*本文*
________
見出し画像

治安を守っているのは沈黙と陰口か

日本の文化と社会の雰囲気に、なんだか悲しくて悔しくてにわか絶望したできごと。


先月、アメリカでの留学生活を経て3年ぶりに日本に帰ってきました。

逆カルチャーショックがあるよって言われていた中、特に辛い思いをすることもなく暮らして1ヶ月。

泣くほどショックな出来事がありました。


1. コロナに対する価値観の差異

カルチャーショックまではいかなかったけど、コロナへの対策・対応の違いが大きな驚きでした。

まず、日本に帰ったら、黙食という概念がありました。
ディスタンスや20秒の手洗いより徹底されている。
公共交通機関でも、あまり喋らないほうがいいんだよって、母や妹にも言われました。
しかしこれが私には理解できなかった。

距離を取っていない時点でみんなあんまり気にしていないと思っていたのがひとつ。
そして、マスクをしているのなら唾が飛ぶわけじゃない、話しても話していなくても大して変わらないんじゃないかと。


2. 妹とお出かけ

帰国してから実家で過ごせる期間は1ヶ月。妹と出かけられていないことが唯一の心残りでしたが、残り1週間というところで、やっと妹とまとまった時間が取れました。

4つ下の妹とは友だちのように仲良し。一緒にいなかった3年の年月を経て成長したのもあり、喧嘩しなくなったどころか、妹愛がとてつもない。
________
*やること*
[A] 帰国体験の文章で、筆者は何年ぶりに日本に帰ってきたか。
[B] 帰国体験の文章を、最後の文の後から書き継げ。

*提供データ*
________
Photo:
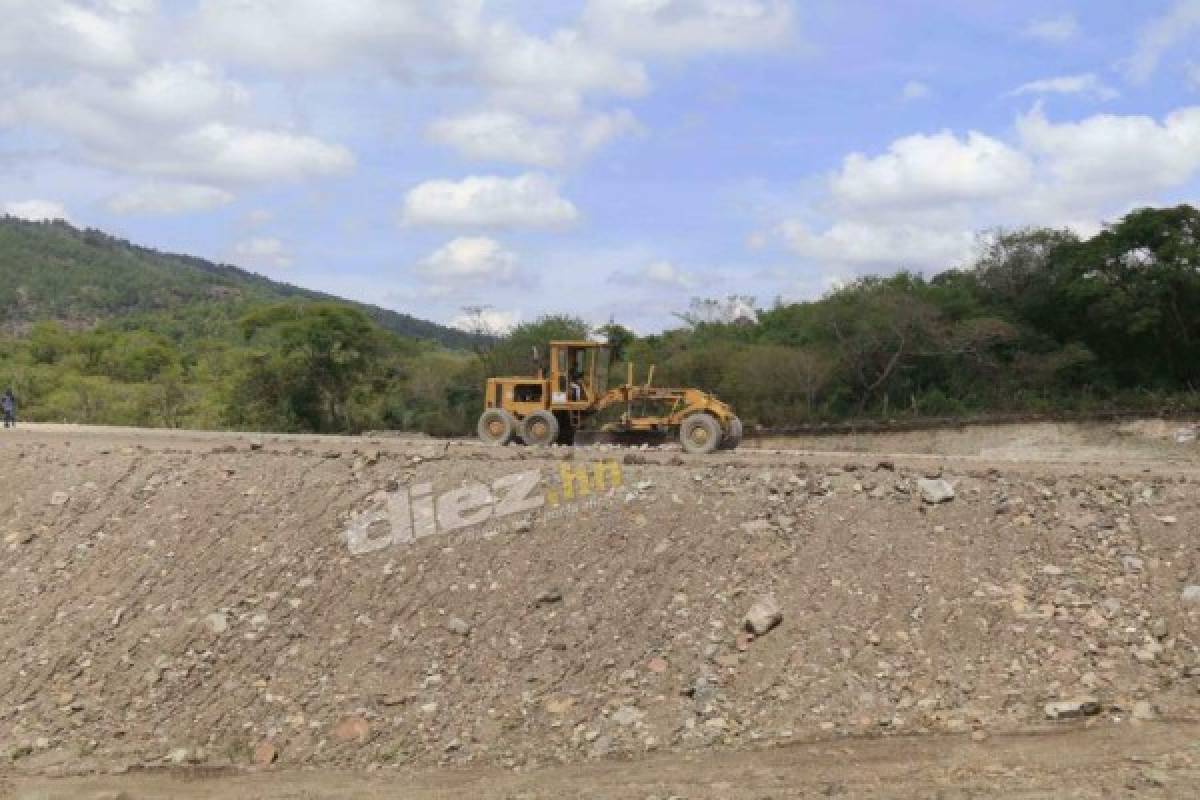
________
*解答*
[A] 3年ぶり。

[B]
ご想像の通り、3年の積もり積もった話題で何時間一緒にいても話が尽きません。おしゃれなカフェに行って、プリ撮って、ショッピングして。
くだらないことも言い合って笑い合いながら半日を過ごしました。


3. 帰りの電車で

暗くなる前に電車に乗りましたが、人の数にびっくり。平日の帰宅ラッシュ直前くらいだと思いますが、満員電車とは言わないまでも、コロナでこれだけギューギューに乗るのかと…。

座る場所はないので立っていつものように楽しく喋っていましたが、
妹が携帯を取り出して何かを打ち始めました。

ー隣の人の傘が足に当たる

「どの人?移動する?」

多分もう大丈夫、というので気にせず話していたら、また携帯。

ーちょっと静かにしよ

「え、なんで?」

ーうっせぇーって言った

「誰が?さっきの人?」

ーうん。めっちゃイライラしてる

「何も聞こえなかったよ」

ーちっちゃい声で


ほんとに?
ちょっと信じられませんでしたが…。

一方的に話してるのが不自然かと思い、わたしも妹の携帯に返信し始めました。

ーうちらが動けばよくない?

ーまあたしかに

ーまあちょっと勉強でもしてて。
  急に静かになったら不自然じゃん


妹は英語の小さい本を取り出して勉強を始めました。

でも急に静かになって変に思われたくなかったし、せっかく楽しく過ごした帰り。まだまだ話したいことはたくさんあります。
妹はほぼ無視していましたが、わたしは黙っていられず、ちょこちょこ妹に小さめの声で話しかけたり独り言を言ったり。


4. 事件

わたしたちが降りる駅まで15分くらい。
このあたりで多くの人が降りて人が減ってきます。

その女の人も、降りるそぶりを見せたのでわたしは道を開けようと端に寄りました。


ドン


ん、?
肘が当たった。

振り返って、一瞬考えて気づきました。

え、わざとじゃん。

妹と顔を見合わせてびっくり。


その1分後、
涙が。溢れて、マスクの中に吸い込まれていきました。

涙が、止まらない。


なんで?失礼すぎない?

なんで?言えばよかったじゃん。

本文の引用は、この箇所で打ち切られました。